What is required: Rewrite the listing with "negative clicks" swapped for "background clicks" everywhere, changing nothing else and omitting the pictures.

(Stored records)
────────

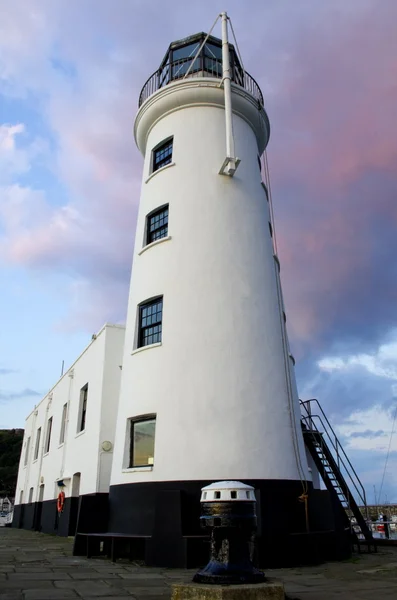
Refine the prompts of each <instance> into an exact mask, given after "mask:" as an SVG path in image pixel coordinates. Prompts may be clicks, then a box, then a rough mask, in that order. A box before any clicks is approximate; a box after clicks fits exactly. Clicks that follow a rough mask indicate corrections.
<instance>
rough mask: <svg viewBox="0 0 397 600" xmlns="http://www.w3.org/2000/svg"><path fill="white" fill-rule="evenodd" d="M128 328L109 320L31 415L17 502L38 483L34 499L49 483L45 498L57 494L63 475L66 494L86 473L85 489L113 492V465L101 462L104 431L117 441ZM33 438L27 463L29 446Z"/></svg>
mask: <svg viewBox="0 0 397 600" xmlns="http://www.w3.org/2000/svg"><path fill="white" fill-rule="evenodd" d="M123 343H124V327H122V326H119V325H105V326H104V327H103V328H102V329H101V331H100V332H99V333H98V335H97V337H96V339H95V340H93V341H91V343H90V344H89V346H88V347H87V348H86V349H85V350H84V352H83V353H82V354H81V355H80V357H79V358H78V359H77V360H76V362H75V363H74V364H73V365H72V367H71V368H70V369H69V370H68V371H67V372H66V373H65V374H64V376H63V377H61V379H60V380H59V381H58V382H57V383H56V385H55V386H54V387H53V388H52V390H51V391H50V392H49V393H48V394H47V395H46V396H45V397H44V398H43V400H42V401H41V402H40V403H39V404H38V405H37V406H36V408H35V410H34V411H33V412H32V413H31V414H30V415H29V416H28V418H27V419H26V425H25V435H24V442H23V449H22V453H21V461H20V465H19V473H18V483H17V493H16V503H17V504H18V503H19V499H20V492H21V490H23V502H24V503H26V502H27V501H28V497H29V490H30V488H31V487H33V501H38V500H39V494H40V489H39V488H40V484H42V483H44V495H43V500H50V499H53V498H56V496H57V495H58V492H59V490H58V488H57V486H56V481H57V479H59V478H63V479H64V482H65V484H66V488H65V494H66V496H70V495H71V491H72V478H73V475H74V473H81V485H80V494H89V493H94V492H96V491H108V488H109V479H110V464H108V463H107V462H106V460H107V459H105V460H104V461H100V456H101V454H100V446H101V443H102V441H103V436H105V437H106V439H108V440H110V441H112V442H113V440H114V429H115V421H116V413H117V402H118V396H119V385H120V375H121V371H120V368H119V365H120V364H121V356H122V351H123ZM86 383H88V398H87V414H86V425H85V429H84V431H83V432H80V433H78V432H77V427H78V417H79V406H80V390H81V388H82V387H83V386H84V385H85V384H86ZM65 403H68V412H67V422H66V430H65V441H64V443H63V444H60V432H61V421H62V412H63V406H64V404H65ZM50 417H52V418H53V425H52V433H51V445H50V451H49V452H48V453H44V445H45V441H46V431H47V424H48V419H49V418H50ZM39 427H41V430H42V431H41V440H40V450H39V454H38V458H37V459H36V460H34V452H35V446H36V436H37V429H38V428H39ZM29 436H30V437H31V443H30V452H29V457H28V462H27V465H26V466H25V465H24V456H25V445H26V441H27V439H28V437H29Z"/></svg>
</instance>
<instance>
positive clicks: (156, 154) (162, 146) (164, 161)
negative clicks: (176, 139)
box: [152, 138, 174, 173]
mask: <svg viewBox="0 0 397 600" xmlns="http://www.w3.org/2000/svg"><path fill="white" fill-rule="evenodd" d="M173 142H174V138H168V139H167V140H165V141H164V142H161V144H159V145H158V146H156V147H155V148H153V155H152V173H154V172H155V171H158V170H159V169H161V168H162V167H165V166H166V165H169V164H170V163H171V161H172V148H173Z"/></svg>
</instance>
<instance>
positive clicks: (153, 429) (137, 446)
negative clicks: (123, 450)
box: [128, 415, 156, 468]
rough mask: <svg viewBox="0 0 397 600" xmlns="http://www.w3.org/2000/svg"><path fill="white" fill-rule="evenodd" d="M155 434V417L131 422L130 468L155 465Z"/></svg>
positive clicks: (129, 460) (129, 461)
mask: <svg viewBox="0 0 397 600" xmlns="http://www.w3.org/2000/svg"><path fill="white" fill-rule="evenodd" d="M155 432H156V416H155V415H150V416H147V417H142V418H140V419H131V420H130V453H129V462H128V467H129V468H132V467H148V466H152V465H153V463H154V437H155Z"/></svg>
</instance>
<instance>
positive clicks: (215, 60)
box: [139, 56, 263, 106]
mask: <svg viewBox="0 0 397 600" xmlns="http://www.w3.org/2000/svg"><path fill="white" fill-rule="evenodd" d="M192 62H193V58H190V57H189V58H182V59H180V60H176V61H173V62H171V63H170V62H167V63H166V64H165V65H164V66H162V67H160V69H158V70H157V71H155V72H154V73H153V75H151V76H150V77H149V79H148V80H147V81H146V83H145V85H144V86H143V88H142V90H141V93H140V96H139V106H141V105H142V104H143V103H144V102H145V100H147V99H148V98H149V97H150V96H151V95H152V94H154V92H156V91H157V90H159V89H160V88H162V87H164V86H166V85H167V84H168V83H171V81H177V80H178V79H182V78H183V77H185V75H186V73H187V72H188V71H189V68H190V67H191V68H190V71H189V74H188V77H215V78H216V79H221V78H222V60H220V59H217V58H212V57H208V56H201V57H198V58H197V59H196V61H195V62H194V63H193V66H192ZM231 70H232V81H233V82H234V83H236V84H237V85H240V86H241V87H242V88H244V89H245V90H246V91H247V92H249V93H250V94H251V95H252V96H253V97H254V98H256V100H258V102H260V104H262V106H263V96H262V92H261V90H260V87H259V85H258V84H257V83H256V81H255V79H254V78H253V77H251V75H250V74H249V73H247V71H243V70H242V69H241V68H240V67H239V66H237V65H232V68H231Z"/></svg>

────────

Solution:
Refine the prompts of each <instance> into an exact mask, given after "mask:" as an SVG path in image pixel coordinates. Prompts may be clicks, then a box, then a rough mask, in that order. A box before any clicks is approximate; a box after clicks fits exactly. Clicks that follow a rough mask indicate corrections.
<instance>
rough mask: <svg viewBox="0 0 397 600" xmlns="http://www.w3.org/2000/svg"><path fill="white" fill-rule="evenodd" d="M128 328L109 320L31 415L17 502L38 483L34 499L49 483L45 498L57 494L63 475L66 494L86 473L85 489L113 492V465L101 462L104 431L117 441ZM33 438L27 463L29 446Z"/></svg>
mask: <svg viewBox="0 0 397 600" xmlns="http://www.w3.org/2000/svg"><path fill="white" fill-rule="evenodd" d="M123 343H124V327H122V326H119V325H105V326H104V327H103V328H102V329H101V331H100V332H99V333H98V335H97V337H96V339H95V340H93V341H91V343H90V344H89V346H88V347H87V348H86V349H85V350H84V352H83V353H82V354H81V355H80V357H79V358H78V359H77V360H76V362H75V363H74V364H73V365H72V367H71V368H70V369H69V370H68V371H67V372H66V373H65V374H64V376H63V377H61V379H60V380H59V381H58V382H57V383H56V385H55V386H54V387H53V388H52V390H51V391H50V392H49V393H48V394H47V395H46V396H45V397H44V398H43V400H42V401H41V402H40V403H39V404H38V405H37V406H36V408H35V410H34V411H33V412H32V413H31V414H30V415H29V416H28V418H27V419H26V425H25V435H24V442H23V449H22V453H21V461H20V465H19V473H18V483H17V493H16V503H17V504H18V503H19V499H20V492H21V490H23V502H24V503H26V502H27V501H28V497H29V490H30V488H31V487H33V501H38V500H39V494H40V489H39V488H40V484H42V483H44V495H43V500H50V499H53V498H56V496H57V495H58V492H59V490H58V488H57V486H56V481H57V479H59V478H63V479H64V482H65V484H66V488H65V494H66V496H70V495H71V491H72V478H73V475H74V473H81V485H80V494H89V493H94V492H96V491H108V488H109V479H110V464H108V463H107V462H106V460H107V459H105V460H104V461H100V456H101V454H100V446H101V443H102V441H103V436H105V437H106V439H108V440H110V441H112V442H113V440H114V429H115V421H116V413H117V402H118V396H119V385H120V375H121V371H120V368H119V365H120V364H121V356H122V351H123ZM86 383H88V398H87V414H86V425H85V429H84V431H83V432H80V433H78V432H77V427H78V417H79V406H80V390H81V388H82V387H83V386H84V385H85V384H86ZM65 403H68V412H67V422H66V430H65V441H64V443H63V444H60V432H61V421H62V412H63V406H64V404H65ZM50 417H52V418H53V425H52V433H51V445H50V451H49V452H48V453H44V445H45V441H46V431H47V424H48V419H49V418H50ZM39 427H41V430H42V431H41V440H40V450H39V454H38V458H37V459H36V460H34V452H35V446H36V436H37V429H38V428H39ZM29 436H30V437H31V443H30V452H29V457H28V462H27V465H26V466H25V465H24V456H25V445H26V441H27V439H28V437H29Z"/></svg>
</instance>
<instance>
positive clicks: (156, 154) (162, 146) (164, 161)
background clicks: (176, 139)
box: [152, 138, 174, 173]
mask: <svg viewBox="0 0 397 600" xmlns="http://www.w3.org/2000/svg"><path fill="white" fill-rule="evenodd" d="M173 142H174V138H168V139H167V140H165V141H164V142H161V144H159V145H158V146H156V147H155V148H153V155H152V173H154V172H155V171H158V170H159V169H161V168H162V167H165V166H166V165H169V164H170V163H171V161H172V148H173Z"/></svg>
</instance>
<instance>
positive clicks: (153, 429) (137, 446)
background clicks: (123, 450)
box: [128, 415, 156, 468]
rough mask: <svg viewBox="0 0 397 600" xmlns="http://www.w3.org/2000/svg"><path fill="white" fill-rule="evenodd" d="M155 434V417L131 422L130 468L155 465Z"/></svg>
positive clicks: (129, 460) (129, 461)
mask: <svg viewBox="0 0 397 600" xmlns="http://www.w3.org/2000/svg"><path fill="white" fill-rule="evenodd" d="M155 432H156V416H155V415H150V416H147V417H142V418H140V419H131V420H130V453H129V462H128V467H129V468H132V467H148V466H152V465H153V463H154V437H155Z"/></svg>
</instance>
<instance>
positive clicks: (215, 60)
box: [139, 56, 263, 106]
mask: <svg viewBox="0 0 397 600" xmlns="http://www.w3.org/2000/svg"><path fill="white" fill-rule="evenodd" d="M192 62H193V58H190V57H189V58H182V59H180V60H176V61H173V62H171V63H170V62H167V63H166V64H165V65H164V66H162V67H160V69H158V70H157V71H155V72H154V73H153V75H151V76H150V77H149V79H148V80H147V81H146V83H145V85H144V86H143V88H142V90H141V93H140V96H139V106H141V105H142V104H143V103H144V102H145V100H147V99H148V98H149V97H150V96H151V95H152V94H154V92H156V91H157V90H159V89H160V88H162V87H164V86H166V85H167V84H168V83H171V81H177V80H178V79H182V78H183V77H185V75H186V73H187V72H188V71H189V68H190V67H191V68H190V71H189V74H188V77H215V78H216V79H221V78H222V60H220V59H217V58H212V57H208V56H201V57H198V58H197V59H196V61H195V62H194V63H193V66H192ZM231 70H232V81H233V82H234V83H236V84H237V85H240V86H241V87H242V88H244V89H245V90H246V91H247V92H249V93H250V94H251V95H252V96H253V97H254V98H256V100H258V102H260V104H262V106H263V96H262V92H261V90H260V87H259V85H258V84H257V83H256V81H255V79H254V78H253V77H251V75H250V74H249V73H247V71H243V70H242V69H241V68H240V67H239V66H237V65H232V68H231Z"/></svg>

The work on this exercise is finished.